Lay out the stretch of the material from the line containing "For a UI automation task, identify the red" through its end as a Markdown table with the columns Row and Line, numbering each row and leaving out blank lines. Include only the lines in that stretch.

Collected data entries:
— BEGIN —
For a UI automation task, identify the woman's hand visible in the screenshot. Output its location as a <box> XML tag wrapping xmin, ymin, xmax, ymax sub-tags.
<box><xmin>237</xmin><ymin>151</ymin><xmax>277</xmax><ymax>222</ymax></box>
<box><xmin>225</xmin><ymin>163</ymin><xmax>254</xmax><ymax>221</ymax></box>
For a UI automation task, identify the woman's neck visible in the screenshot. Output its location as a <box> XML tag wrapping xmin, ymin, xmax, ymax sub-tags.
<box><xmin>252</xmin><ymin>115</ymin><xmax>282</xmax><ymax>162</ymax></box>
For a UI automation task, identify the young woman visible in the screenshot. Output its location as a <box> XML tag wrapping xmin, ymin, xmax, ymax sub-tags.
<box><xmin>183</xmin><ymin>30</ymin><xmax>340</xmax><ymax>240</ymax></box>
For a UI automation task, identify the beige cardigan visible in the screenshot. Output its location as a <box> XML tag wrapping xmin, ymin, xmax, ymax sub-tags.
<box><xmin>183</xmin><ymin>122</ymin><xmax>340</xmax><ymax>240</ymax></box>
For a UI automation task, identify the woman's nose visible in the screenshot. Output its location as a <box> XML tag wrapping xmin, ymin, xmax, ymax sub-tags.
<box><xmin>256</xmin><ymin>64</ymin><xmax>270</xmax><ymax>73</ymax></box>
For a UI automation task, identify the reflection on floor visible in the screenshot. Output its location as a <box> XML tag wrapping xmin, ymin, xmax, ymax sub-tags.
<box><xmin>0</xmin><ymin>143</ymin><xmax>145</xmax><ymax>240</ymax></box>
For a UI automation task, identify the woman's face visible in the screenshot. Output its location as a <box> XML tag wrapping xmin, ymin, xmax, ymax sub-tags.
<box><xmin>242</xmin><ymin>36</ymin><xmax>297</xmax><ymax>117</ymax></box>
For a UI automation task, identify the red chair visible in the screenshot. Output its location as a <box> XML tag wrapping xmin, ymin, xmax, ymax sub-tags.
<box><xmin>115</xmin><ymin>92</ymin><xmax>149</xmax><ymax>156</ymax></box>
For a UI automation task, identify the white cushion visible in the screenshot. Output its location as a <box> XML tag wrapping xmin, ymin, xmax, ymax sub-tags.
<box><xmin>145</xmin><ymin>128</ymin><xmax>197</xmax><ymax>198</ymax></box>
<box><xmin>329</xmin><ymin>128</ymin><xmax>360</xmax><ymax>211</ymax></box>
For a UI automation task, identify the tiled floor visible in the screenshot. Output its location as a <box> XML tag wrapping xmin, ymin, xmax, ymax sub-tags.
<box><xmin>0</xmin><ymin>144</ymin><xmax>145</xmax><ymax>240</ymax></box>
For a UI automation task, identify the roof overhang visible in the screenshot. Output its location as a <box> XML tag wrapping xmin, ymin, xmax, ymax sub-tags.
— END —
§ Finished exercise
| Row | Line |
|---|---|
| 1 | For a UI automation task, identify the red chair visible in the screenshot. Output its location as a <box> XML tag wrapping xmin, ymin, xmax, ymax sub-tags. |
| 2 | <box><xmin>115</xmin><ymin>92</ymin><xmax>149</xmax><ymax>156</ymax></box> |
| 3 | For a UI automation task, identify the white cushion visible in the screenshot. Output its location as a <box> XML tag wrapping xmin, ymin, xmax, ymax sub-tags. |
| 4 | <box><xmin>145</xmin><ymin>128</ymin><xmax>197</xmax><ymax>198</ymax></box> |
| 5 | <box><xmin>329</xmin><ymin>128</ymin><xmax>360</xmax><ymax>211</ymax></box> |
| 6 | For a UI automation task, identify the tiled floor visible in the screenshot. Output its location as a <box> XML tag wrapping xmin, ymin, xmax, ymax sub-tags. |
| 7 | <box><xmin>0</xmin><ymin>144</ymin><xmax>145</xmax><ymax>240</ymax></box> |
| 8 | For a UI automation task, identify the roof overhang visible in the screenshot. Output its location as a <box> XML tag wrapping xmin, ymin, xmax, ymax sub-tags. |